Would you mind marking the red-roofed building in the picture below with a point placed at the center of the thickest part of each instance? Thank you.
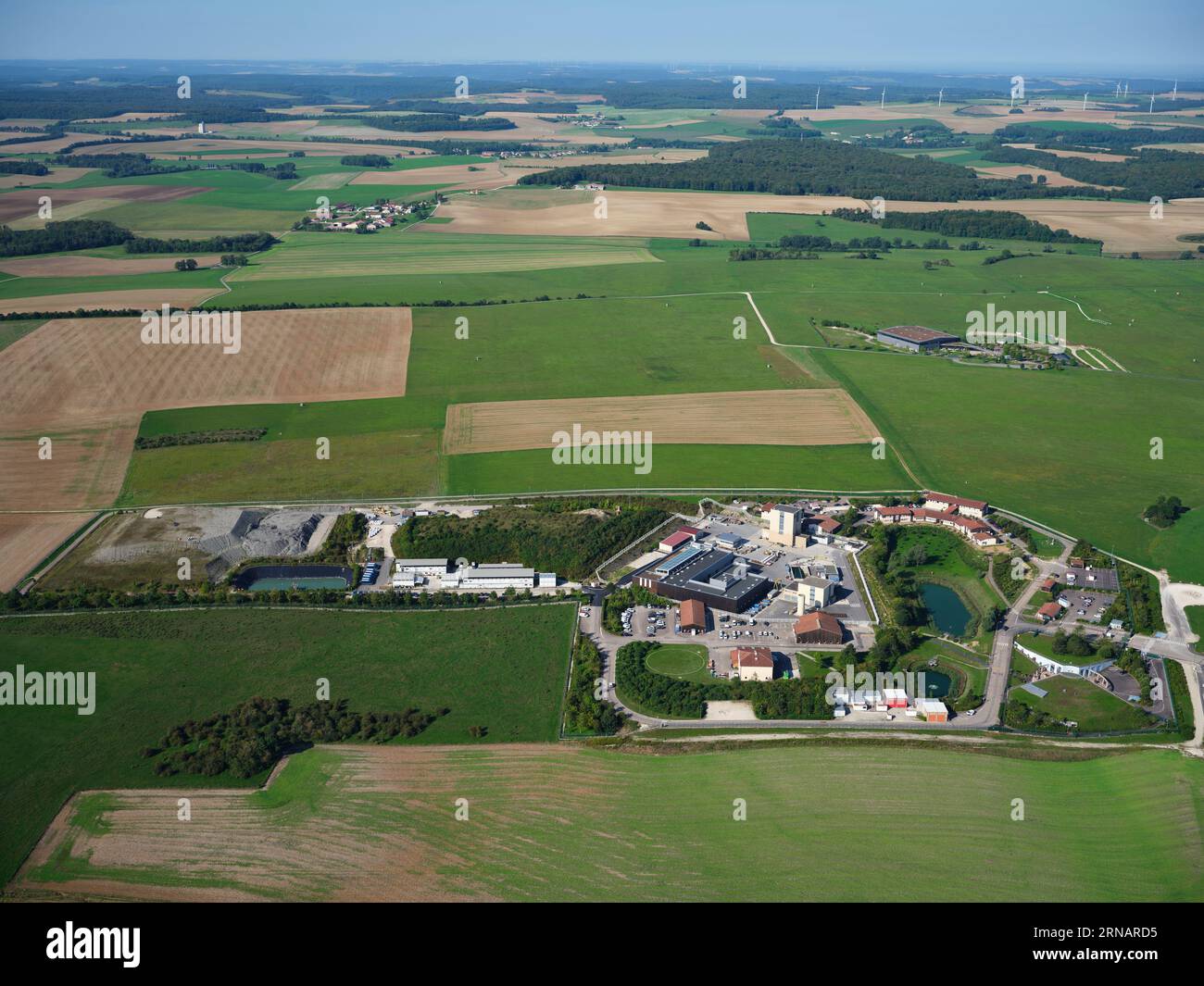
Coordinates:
(1048, 612)
(819, 629)
(753, 664)
(934, 501)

(Task prompt) Your task is to repeat the data above exactly while excluding the pictures.

(Solved exercise)
Would you mind marking the red-roofed building in the picture below with a point placed at the center of the thickest part of each instance? Thank you.
Coordinates:
(1048, 612)
(819, 629)
(753, 664)
(934, 501)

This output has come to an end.